[BEGIN Supplied records]

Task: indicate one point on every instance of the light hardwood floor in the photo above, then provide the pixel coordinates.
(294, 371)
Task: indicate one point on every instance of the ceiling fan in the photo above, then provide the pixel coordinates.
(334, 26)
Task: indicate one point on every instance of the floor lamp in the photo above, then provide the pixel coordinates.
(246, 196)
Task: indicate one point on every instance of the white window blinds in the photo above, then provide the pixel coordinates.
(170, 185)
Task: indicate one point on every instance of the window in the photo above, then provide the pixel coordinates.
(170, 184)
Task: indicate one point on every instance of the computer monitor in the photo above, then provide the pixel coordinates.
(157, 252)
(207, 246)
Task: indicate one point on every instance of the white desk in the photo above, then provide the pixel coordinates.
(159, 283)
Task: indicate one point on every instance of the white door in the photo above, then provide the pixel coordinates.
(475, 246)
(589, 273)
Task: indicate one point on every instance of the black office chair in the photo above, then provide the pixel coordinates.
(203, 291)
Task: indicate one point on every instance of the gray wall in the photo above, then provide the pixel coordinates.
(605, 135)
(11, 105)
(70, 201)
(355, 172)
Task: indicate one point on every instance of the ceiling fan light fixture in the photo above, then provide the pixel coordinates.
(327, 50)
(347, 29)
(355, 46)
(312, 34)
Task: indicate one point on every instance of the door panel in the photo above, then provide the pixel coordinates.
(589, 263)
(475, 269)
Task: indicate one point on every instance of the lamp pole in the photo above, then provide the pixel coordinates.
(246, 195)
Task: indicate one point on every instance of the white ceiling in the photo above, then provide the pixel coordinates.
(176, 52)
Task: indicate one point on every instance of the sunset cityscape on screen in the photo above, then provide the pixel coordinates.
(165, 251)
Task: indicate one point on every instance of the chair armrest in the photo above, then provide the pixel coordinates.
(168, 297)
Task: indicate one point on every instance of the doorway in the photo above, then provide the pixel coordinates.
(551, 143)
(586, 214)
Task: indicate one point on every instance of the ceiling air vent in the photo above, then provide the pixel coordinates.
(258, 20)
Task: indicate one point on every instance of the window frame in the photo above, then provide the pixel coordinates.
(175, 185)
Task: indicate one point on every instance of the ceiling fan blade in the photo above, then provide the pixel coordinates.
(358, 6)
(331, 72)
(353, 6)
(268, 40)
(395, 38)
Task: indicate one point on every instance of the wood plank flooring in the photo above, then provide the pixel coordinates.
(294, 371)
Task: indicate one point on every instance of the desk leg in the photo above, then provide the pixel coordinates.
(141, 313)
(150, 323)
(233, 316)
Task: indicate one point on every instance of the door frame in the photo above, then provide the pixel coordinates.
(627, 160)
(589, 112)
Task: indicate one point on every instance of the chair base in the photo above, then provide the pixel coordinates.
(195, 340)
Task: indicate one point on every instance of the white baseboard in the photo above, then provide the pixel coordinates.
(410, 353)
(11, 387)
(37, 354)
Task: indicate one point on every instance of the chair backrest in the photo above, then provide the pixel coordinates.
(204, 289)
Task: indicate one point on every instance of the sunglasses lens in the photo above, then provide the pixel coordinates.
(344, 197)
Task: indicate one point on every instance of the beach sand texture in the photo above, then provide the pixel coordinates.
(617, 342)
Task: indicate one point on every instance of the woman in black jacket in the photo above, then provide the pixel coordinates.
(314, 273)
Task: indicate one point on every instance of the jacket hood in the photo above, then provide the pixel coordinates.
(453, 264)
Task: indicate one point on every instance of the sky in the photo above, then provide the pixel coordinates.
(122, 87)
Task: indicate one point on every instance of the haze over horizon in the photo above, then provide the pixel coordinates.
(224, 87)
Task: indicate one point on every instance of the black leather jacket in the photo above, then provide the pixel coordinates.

[END Supplied records]

--- Brief ---
Can you reproduce the records starting with the line that contains "Task: indicate one point on every instance of the haze" and going on through the end of the records, task lines included, with every coordinate value raised by 33?

--- Task output ---
Task: indicate one point on every instance of the haze over horizon in the photo above, then provide the pixel coordinates.
(257, 120)
Task: indicate one point on every instance of the black leather jacket in the photo above, then provide the pixel coordinates.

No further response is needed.